**Records supplied:**
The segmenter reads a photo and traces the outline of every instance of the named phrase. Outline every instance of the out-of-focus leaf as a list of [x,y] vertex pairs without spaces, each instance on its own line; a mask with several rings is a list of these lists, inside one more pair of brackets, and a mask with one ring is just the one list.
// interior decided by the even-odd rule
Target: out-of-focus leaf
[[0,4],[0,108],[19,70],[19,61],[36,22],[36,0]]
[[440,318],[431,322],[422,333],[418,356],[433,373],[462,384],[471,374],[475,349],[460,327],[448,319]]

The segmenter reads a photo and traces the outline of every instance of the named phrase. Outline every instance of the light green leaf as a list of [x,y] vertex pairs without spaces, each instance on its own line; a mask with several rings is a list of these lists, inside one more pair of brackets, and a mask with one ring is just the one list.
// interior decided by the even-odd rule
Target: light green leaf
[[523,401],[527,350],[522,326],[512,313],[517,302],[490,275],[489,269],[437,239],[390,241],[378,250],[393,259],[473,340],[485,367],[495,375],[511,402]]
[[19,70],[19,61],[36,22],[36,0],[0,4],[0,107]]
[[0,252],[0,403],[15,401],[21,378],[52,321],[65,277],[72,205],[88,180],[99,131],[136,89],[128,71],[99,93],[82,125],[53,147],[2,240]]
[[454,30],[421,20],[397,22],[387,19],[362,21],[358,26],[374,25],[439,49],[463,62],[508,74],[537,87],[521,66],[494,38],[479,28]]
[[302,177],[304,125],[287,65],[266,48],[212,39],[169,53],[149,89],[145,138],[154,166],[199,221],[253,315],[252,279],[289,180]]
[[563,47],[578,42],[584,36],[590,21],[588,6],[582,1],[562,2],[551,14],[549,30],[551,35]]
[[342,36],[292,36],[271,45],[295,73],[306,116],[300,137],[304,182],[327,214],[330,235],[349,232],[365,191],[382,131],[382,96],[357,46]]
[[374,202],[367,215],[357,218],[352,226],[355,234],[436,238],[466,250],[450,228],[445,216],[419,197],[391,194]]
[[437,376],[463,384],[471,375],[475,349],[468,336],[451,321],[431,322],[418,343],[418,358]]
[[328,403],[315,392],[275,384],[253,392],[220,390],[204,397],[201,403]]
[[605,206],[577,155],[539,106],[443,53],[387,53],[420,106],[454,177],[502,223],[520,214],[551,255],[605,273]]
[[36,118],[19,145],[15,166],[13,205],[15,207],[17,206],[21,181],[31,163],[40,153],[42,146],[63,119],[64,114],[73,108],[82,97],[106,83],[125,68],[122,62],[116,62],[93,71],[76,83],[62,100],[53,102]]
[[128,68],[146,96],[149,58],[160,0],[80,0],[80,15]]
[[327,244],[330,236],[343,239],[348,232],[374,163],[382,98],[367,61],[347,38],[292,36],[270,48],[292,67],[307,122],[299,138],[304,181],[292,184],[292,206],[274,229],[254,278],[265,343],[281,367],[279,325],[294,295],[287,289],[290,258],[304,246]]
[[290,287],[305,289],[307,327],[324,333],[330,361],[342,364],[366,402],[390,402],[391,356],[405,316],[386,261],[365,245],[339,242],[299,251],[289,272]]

**What the task requires:** Rewrite the listing above as a JSON list of strings, with one string for each line and the blank lines left out.

**Finished task:**
[
  "The segmenter reads a photo and traces the outline of every instance of the named phrase. Outline every instance of the out-of-focus leaf as a list of [x,y] vertex pairs without spaces, each instance on its own line; a mask with several rings is a list of these lists, inside one more pair of brackets, and a mask with one ring is just the one list.",
  "// interior decided by the even-odd rule",
  "Target: out-of-focus leaf",
  "[[0,4],[0,108],[19,70],[19,61],[36,22],[36,0]]",
  "[[440,318],[431,322],[422,333],[418,356],[433,373],[462,384],[471,374],[475,349],[460,327],[448,319]]",
  "The segmenter reads a photo and traces the outline of every instance of the named phrase. Outline every instance of the light green leaf as a list of [x,y] vertex pairs without spaces, each instance on its own line; a mask with several rings is a list of these lists, inside one more pair of brackets, and a mask with one ring is just the one list.",
  "// interior decided by the even-odd rule",
  "Target: light green leaf",
  "[[523,401],[527,350],[522,326],[512,313],[517,302],[490,275],[489,269],[437,239],[390,241],[378,250],[393,259],[473,340],[485,367],[495,375],[511,402]]",
  "[[19,70],[19,61],[36,22],[36,0],[0,4],[0,107]]",
  "[[0,252],[0,403],[15,401],[21,378],[52,321],[65,277],[72,205],[88,180],[99,131],[136,89],[128,71],[99,93],[82,125],[53,147],[2,240]]",
  "[[454,30],[421,20],[397,22],[387,19],[362,21],[358,26],[374,25],[439,49],[463,62],[508,74],[537,87],[521,66],[494,38],[479,28]]",
  "[[302,177],[304,125],[287,65],[266,48],[212,39],[169,53],[149,89],[145,138],[154,166],[199,221],[253,315],[252,279],[289,180]]",
  "[[563,47],[578,42],[584,36],[590,21],[588,6],[582,1],[562,2],[551,14],[549,30],[551,35]]",
  "[[342,36],[292,36],[271,45],[295,73],[306,116],[300,137],[304,182],[327,214],[330,235],[349,232],[365,191],[382,131],[382,96],[357,46]]",
  "[[374,202],[367,215],[357,218],[352,226],[355,234],[436,238],[466,250],[450,228],[445,216],[419,197],[391,194]]",
  "[[437,376],[463,384],[471,375],[475,349],[468,336],[451,321],[431,322],[418,343],[418,358]]",
  "[[328,403],[315,392],[275,384],[253,392],[220,390],[204,397],[201,403]]",
  "[[605,206],[577,155],[539,106],[443,53],[387,53],[420,106],[454,177],[502,223],[520,214],[551,255],[605,273]]",
  "[[36,118],[19,145],[15,166],[13,205],[15,207],[17,206],[21,181],[31,163],[40,153],[42,146],[63,119],[64,114],[73,108],[82,97],[106,83],[125,68],[122,62],[116,62],[93,71],[76,83],[62,100],[53,102]]",
  "[[128,68],[146,96],[149,58],[160,0],[80,0],[80,15]]",
  "[[327,244],[330,236],[343,239],[348,232],[374,163],[382,98],[367,61],[347,38],[292,36],[270,48],[292,67],[307,122],[299,138],[304,181],[292,184],[292,206],[274,229],[254,278],[265,343],[281,367],[279,325],[294,295],[287,289],[290,258],[304,246]]",
  "[[290,287],[305,289],[307,327],[324,333],[330,361],[342,364],[366,402],[390,402],[391,356],[405,316],[386,261],[365,245],[339,242],[299,251],[289,272]]"
]